Epigenetics has been gathering wide interest all over the world in the last ten years. This field of science concerns itself on the effects of human lifestyle on our genome sequence.
A recent study, headed by Charlotte Ling, suggests that variations in epigenetic mechanisms as a consequence of certain human lifestyle may lead to certain diseases, in particular, type 2 diabetes and obesity. In the same manner, such diseases affect the behavior of epigenomes (chemical compounds that dictates human genes what to do). In summary, the research stated that factors such as our age, the way we eat, and the physical activities we do could create changes in the pattern of our epigenetic mechanism.
Our Diet Plays a Role
The research was able to show that how we eat and the food choice we prefer all affect the epigenomes present on certain tissues associated with our metabolism. For instance, a diet that contains high levels of fat can lead to changes in the DNA methylation process of skeletal muscles and adipose tissues.

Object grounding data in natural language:

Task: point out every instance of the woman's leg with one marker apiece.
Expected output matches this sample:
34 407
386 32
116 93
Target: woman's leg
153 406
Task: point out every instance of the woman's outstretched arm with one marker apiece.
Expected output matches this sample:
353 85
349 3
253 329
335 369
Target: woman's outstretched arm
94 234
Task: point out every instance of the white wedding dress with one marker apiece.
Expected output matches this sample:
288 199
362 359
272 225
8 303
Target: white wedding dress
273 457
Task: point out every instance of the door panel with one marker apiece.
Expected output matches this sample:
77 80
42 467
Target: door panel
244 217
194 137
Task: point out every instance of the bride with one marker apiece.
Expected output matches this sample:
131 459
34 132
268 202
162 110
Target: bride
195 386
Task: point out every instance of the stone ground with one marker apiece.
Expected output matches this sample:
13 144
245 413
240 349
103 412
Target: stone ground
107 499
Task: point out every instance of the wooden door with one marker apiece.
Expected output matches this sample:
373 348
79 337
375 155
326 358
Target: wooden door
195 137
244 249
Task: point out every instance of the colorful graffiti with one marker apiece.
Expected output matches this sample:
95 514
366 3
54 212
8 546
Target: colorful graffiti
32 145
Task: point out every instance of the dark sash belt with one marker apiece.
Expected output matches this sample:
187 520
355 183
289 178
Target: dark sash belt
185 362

* _Exercises to complete_
A - In the passage on epigenetics and lifestyle, who headed the recent study?
B - Pick up the passage on epigenetics and lifestyle after its last sentence and carry it forward.
The items have nothing to do with what comes next.

* _Outputs in order_
A - Charlotte Ling.

B -
Physical Activities Leads to Changes Too
Exercise, of course, is known to have beneficial effects on the human body. In relation to Epigenetics, having a regular exercise helps in preventing type 2 diabetes development. And epigenetics can explain why different people achieve different effects when doing physical activities. When we exercise, there are changes occurring in our epigenome mechanisms which impact the breakdown of fatty acids. Effects could vary from person to person.
As we age, the normal epigenome patterns of the body vary significantly too. In the process, our genome either gain or lose new methylations. Because aging is associated with increased obesity and a higher risk to type 2 diabetes, understanding epigenetic mechanisms in relation to aging could help develop new treatments for preventing such diseases.
Epigenetics Can Lead to Innovations in Treating Diabetes
Epigenetics has promising ramifications when it comes to developing new ways to treat type 2 diabetes. For one, Epigenetics can be used to detect if a person has a high possibility of developing diabetes and obesity. Further, new treatment methods could be developed wherein drugs can specifically modify epigenetic mechanisms associated. At present, scientists have already developed drugs that affect DNA methylation as well as histone modification for treating leukemia. Breakthroughs in treatments for type 2 diabetes could very well happen in the next decade or so.